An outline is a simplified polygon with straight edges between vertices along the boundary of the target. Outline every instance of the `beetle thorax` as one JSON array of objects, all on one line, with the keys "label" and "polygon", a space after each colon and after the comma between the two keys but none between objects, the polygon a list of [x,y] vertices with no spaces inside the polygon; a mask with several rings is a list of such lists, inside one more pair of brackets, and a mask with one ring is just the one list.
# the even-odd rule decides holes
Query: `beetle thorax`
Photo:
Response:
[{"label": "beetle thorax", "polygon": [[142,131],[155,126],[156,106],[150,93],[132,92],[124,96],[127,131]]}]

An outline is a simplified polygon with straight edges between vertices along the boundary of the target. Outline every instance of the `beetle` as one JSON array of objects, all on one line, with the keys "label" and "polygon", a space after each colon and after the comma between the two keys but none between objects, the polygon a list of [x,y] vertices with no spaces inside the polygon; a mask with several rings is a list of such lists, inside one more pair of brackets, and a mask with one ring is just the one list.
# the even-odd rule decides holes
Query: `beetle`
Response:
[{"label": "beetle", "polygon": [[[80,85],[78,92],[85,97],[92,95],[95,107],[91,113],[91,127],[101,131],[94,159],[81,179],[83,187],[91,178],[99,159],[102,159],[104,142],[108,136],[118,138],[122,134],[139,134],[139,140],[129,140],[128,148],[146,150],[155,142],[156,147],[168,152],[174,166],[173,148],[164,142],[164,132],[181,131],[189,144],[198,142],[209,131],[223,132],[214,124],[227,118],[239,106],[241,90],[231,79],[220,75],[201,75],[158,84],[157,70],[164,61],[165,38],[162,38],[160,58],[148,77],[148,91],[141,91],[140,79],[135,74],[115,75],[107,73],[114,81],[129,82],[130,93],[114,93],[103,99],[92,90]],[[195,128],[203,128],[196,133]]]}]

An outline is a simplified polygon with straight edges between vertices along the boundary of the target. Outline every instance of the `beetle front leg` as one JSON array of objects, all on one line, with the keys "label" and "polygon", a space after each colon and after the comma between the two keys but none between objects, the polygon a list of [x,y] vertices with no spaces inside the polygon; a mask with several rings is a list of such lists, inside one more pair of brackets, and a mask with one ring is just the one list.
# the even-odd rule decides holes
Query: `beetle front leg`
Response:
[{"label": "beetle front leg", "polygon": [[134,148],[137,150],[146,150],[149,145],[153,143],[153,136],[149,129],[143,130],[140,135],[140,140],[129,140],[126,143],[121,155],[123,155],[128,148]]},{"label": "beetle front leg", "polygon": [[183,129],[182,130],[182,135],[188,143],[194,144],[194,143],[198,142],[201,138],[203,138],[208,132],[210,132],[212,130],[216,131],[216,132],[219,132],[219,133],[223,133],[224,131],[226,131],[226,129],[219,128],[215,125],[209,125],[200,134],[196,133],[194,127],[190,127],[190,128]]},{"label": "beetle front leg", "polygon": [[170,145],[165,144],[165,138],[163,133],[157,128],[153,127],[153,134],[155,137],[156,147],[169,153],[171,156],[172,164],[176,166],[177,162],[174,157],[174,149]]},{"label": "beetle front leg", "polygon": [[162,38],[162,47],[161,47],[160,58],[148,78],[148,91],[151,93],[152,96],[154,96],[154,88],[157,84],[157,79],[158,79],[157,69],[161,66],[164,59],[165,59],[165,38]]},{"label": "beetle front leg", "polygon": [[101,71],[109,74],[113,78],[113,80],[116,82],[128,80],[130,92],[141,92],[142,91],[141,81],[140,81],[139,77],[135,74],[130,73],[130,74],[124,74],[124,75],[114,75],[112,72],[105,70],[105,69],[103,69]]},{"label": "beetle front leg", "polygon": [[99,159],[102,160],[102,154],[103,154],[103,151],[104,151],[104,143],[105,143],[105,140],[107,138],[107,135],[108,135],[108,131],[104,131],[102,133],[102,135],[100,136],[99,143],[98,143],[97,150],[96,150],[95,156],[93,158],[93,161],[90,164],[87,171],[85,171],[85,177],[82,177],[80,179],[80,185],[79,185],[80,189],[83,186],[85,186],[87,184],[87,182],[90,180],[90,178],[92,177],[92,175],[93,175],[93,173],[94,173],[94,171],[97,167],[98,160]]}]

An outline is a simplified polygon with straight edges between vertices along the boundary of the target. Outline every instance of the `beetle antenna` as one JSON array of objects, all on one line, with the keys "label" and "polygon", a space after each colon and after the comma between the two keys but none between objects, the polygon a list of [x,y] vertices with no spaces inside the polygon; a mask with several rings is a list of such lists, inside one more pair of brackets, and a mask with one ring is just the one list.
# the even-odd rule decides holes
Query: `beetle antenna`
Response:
= = = = =
WHAT THE TASK ASKS - Your reply should be all of the data, returned exactly.

SOLUTION FOR THIS PROBLEM -
An outline is a simplified polygon with straight edges between vertices along the boundary of the target. Outline every instance of the `beetle thorax` as one JSON array of objects, all on one line, with the keys "label" and "polygon", a space after each colon and after the comma between the two keys but none between objects, the polygon a list of [x,y] vertices with no spaces inside the polygon; a mask with several rings is a list of such lists, inside one more pair of brackets, and a mask with one ring is just the one list.
# the even-odd rule decides holes
Query: `beetle thorax`
Photo:
Response:
[{"label": "beetle thorax", "polygon": [[142,131],[155,126],[156,106],[150,93],[132,92],[124,96],[127,131]]}]

An outline is a simplified polygon with straight edges between vertices along the boundary of the target. Outline every instance of the `beetle` as one JSON array of objects, all on one line, with the keys "label" and "polygon", a space after each colon and after the comma between the two keys but none between objects, the polygon a list of [x,y] vertices with no spaces inside the polygon; a mask with several rings is a list of such lists, inside one more pair of brackets, and a mask with one ring is just the one list.
# the even-odd rule decides holes
Query: `beetle`
Response:
[{"label": "beetle", "polygon": [[[80,85],[78,92],[85,97],[92,95],[95,107],[91,113],[91,127],[101,131],[94,159],[81,179],[83,187],[91,178],[99,159],[102,159],[104,142],[108,136],[118,138],[122,134],[139,134],[139,140],[129,140],[128,148],[146,150],[155,142],[156,147],[168,152],[174,166],[173,148],[164,142],[164,132],[181,131],[189,144],[198,142],[209,131],[223,132],[214,124],[227,118],[239,106],[241,90],[231,79],[220,75],[201,75],[158,84],[157,70],[164,61],[165,38],[162,38],[160,58],[148,77],[148,91],[141,91],[140,79],[135,74],[115,75],[107,73],[114,81],[129,82],[130,93],[114,93],[103,99],[92,90]],[[195,128],[203,128],[196,133]]]}]

An outline is a simplified polygon with straight edges between vertices along the boundary of the target. Outline every instance of the `beetle front leg` as one JSON array of objects, all on one line, with the keys "label" and "polygon", a space after each colon and after the comma between the two keys but none between objects, the polygon a list of [x,y] vertices with no spaces inside the polygon; a mask with several rings is a list of such lists, inside one more pair of brackets, and a mask with one ring is just the one list.
# the even-odd rule decides holes
Query: `beetle front leg`
Response:
[{"label": "beetle front leg", "polygon": [[134,148],[137,150],[146,150],[149,145],[153,143],[153,136],[149,129],[143,130],[140,135],[140,140],[129,140],[126,143],[121,155],[123,155],[128,148]]},{"label": "beetle front leg", "polygon": [[183,129],[182,130],[182,135],[188,143],[194,144],[194,143],[198,142],[201,138],[203,138],[208,132],[210,132],[212,130],[216,131],[216,132],[219,132],[219,133],[223,133],[224,131],[226,131],[226,129],[219,128],[215,125],[209,125],[200,134],[196,133],[194,127],[190,127],[190,128]]},{"label": "beetle front leg", "polygon": [[170,145],[165,144],[165,138],[163,133],[157,128],[153,127],[153,134],[155,137],[156,147],[169,153],[171,156],[172,164],[176,166],[177,162],[174,157],[174,149]]},{"label": "beetle front leg", "polygon": [[162,38],[162,47],[161,47],[160,58],[148,78],[148,91],[151,93],[152,96],[154,96],[154,88],[157,84],[157,79],[158,79],[157,69],[161,66],[164,59],[165,59],[165,38]]},{"label": "beetle front leg", "polygon": [[101,71],[109,74],[113,78],[113,80],[116,82],[128,80],[130,92],[141,92],[142,91],[141,81],[140,81],[139,77],[135,74],[130,73],[130,74],[124,74],[124,75],[114,75],[112,72],[105,70],[105,69],[103,69]]},{"label": "beetle front leg", "polygon": [[99,159],[102,160],[102,154],[103,154],[103,151],[104,151],[104,143],[105,143],[105,140],[107,138],[107,135],[108,135],[108,131],[104,131],[102,133],[102,135],[100,136],[99,143],[98,143],[97,150],[96,150],[95,156],[93,158],[93,161],[90,164],[87,171],[85,171],[85,177],[82,177],[80,179],[80,185],[79,185],[80,189],[83,186],[85,186],[87,184],[87,182],[90,180],[90,178],[92,177],[92,175],[93,175],[93,173],[94,173],[94,171],[97,167],[98,160]]}]

An outline is a simplified polygon with straight edges between vertices along the boundary of the target. Outline every instance of the `beetle antenna` as one JSON array of objects, all on one line, with the keys "label" and "polygon", a space after each colon and after the comma between the two keys but none between objects, the polygon a list of [x,y] vertices with no spaces inside the polygon; a mask with several rings is a list of such lists, inside one more pair of brackets, and a mask with one ring is just the one list.
# the even-odd rule decides holes
Query: `beetle antenna`
Response:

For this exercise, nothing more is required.